• To do:
Reproduce word for word the stretch of the short-selling text from "SGX does facilitate" through "at 7-10% varying.".

• Page excerpt:
-.-.-
SGX does facilitate SBL accounts by providing a ready pool of various companies' stocks for lending to interested parties. The list can be found in the CDP website. Traders cannot borrow directly, but have to do it through brokers, who probably earn a spread of >3% by borrowing these shares at 4% and then re-lending it to their clients at 7-10% varying.
I assume that readers will be familiar with the idea of margin in short-selling, which is basically putting up a certain amount of equity (own money) to assume (long or short) positions in a stock, that equals about 30-50% of total assets (stocks + cash). This is inherent in short-selling, where one is essentially borrowing the scrip. One way to think about this is that the trader is taking up broker's loans to finance the scrip borrowing, and his margin money serves as additional collateral so that should things go bad, the broker will not run into bad debt problems. And of course there is the margin call, which is basically when share prices do go counter to the trader's hopes, in which case he has to top up the margin. The problem in Singapore is that typically he has to top up margin within T+2, while sales of his stock will only yield payment at T+4. Hence it is impossible to react to margin cash call by selling one's other stocks on the same day.
It is interesting to observe what attitudes some brokers have towards short-selling. Some brokers are simply ignorant about it. Some are quite guarded eg. DBS Vickers and DMG Securities said "We do not encourage short-selling." and that was that. The local ones that offer SBL would be Kim Eng, Phillip and iOCBC. I wonder why the former two do not, since it is really lucrative. See below.
-.-.-
• Data:
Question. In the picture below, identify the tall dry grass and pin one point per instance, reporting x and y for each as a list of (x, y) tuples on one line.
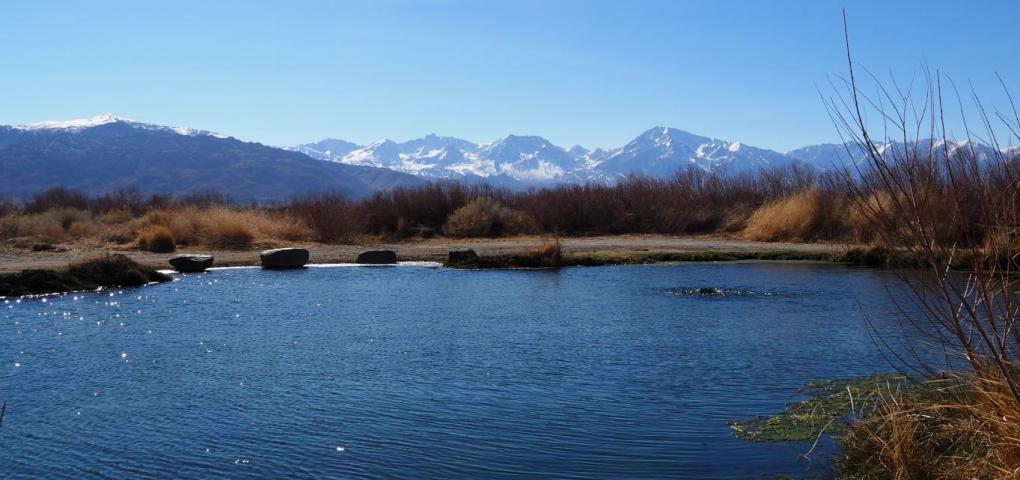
-.-.-
• Answer in full:
SGX does facilitate SBL accounts by providing a ready pool of various companies' stocks for lending to interested parties. The list can be found in the CDP website. Traders cannot borrow directly, but have to do it through brokers, who probably earn a spread of >3% by borrowing these shares at 4% and then re-lending it to their clients at 7-10% varying.